_WORK TO COMPLETE_. Search the records for "below". Copy every line where it appears.

Dataset entries
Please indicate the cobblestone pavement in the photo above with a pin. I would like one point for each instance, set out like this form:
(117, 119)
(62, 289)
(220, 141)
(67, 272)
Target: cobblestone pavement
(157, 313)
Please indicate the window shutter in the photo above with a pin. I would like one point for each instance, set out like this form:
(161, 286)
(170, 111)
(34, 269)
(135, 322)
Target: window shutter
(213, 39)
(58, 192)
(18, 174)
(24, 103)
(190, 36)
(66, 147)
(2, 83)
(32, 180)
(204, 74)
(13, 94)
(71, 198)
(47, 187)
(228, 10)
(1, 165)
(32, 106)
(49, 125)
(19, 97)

--

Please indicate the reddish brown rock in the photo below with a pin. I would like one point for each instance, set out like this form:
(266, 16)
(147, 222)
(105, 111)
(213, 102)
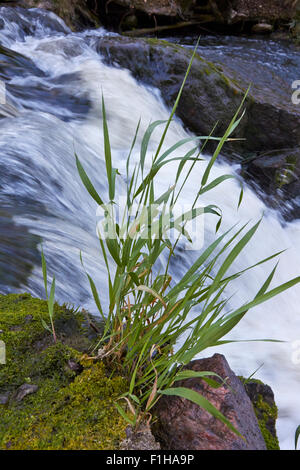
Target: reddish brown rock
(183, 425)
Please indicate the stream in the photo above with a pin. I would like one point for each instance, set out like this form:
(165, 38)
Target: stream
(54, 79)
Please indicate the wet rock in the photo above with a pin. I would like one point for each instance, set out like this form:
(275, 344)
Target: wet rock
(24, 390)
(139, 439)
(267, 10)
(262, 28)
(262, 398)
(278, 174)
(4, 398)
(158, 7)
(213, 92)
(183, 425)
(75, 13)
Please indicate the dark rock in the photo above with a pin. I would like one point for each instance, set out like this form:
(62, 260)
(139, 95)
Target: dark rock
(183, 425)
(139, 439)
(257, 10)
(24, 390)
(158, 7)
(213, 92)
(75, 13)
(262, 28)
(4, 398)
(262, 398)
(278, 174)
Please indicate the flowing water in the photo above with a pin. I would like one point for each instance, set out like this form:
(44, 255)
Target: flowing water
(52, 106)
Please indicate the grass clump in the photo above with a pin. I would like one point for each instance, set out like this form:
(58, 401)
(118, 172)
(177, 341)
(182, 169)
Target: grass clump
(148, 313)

---

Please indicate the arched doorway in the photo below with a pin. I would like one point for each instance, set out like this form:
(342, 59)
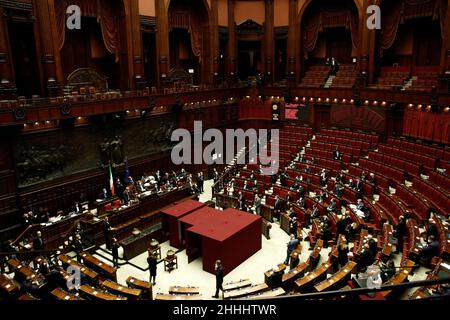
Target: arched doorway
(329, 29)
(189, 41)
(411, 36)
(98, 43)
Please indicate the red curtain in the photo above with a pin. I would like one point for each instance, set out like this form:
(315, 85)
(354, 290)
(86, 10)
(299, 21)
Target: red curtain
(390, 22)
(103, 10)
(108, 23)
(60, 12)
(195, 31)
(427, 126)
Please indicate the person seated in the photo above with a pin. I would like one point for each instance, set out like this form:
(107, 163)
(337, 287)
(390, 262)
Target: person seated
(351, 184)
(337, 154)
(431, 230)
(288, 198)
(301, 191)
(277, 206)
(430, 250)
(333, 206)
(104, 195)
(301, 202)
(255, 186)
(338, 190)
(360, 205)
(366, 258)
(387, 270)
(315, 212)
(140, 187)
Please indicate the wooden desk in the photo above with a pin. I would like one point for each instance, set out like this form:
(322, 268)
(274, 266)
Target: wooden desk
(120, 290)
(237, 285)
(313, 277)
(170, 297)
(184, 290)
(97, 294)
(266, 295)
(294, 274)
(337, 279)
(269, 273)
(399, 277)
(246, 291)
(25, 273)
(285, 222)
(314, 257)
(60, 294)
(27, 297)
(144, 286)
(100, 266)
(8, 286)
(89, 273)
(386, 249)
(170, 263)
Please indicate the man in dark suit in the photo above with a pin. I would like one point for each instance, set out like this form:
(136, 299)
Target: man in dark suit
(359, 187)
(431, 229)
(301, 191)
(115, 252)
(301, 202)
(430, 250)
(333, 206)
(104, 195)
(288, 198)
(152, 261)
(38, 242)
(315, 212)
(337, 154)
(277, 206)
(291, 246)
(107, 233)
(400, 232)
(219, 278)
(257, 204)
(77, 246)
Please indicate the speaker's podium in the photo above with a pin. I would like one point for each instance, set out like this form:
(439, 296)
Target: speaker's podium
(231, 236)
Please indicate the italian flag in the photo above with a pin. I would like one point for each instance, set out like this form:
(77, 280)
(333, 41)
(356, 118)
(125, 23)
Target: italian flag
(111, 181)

_RESPONSE TO THIS EXERCISE_.
Please indicate the reddish brown rock in the photo below with a pin. I would like one point for each instance, set out like this form:
Please indicate the arched doorway in the photo below with a pin. I would like one point for each instance, set out like this form:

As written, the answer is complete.